- Objective
Rewrite every line of the items below except the pictures, keeping the requests unchanged. Add 82 to each x and y coordinate in the answers.

- Data rows
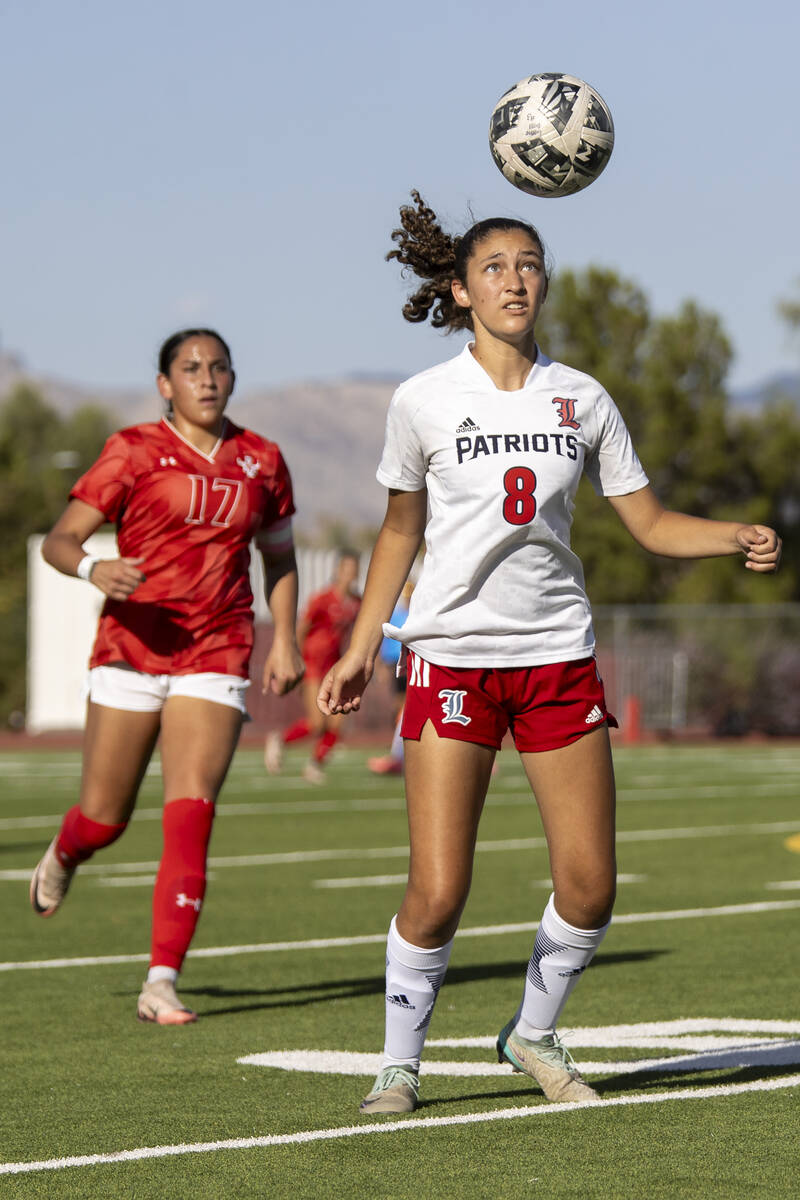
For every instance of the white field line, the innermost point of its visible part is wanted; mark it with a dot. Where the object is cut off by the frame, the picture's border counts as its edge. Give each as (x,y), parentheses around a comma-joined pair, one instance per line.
(396,1127)
(740,1054)
(511,844)
(392,803)
(326,943)
(380,881)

- Output
For every instance of the white field line, the innermost point of its visible part is wanted; mark it with a dot. Where the object is cut off by the frame, the picture's border counts as its edge. Give each as (x,y), parentheses around a comma-joined pair, one instance per line.
(478,1209)
(822,1136)
(593,926)
(474,885)
(408,1025)
(462,963)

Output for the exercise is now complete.